Requirement:
Reproduce all the lines below, requests included, and shift every coordinate in the answer outlines by adding 124 to it. Leave all other numbers unchanged.

Extracted records:
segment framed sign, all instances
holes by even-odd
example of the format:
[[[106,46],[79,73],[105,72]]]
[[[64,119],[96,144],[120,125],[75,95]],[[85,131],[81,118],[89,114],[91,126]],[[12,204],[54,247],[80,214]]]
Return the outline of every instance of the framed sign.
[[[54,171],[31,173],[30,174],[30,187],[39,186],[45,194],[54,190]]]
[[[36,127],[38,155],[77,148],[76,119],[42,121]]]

Written response:
segment framed sign, all instances
holes by even-odd
example of the format:
[[[106,46],[79,73],[105,72]]]
[[[64,119],[96,144],[120,125],[75,95]],[[85,131],[81,118],[89,114],[91,126]],[[12,204],[54,247],[80,214]]]
Return the outline of every instance of the framed sign.
[[[178,295],[155,297],[154,298],[154,311],[163,310],[169,318],[178,314]]]
[[[160,251],[162,279],[201,272],[200,243],[166,245]]]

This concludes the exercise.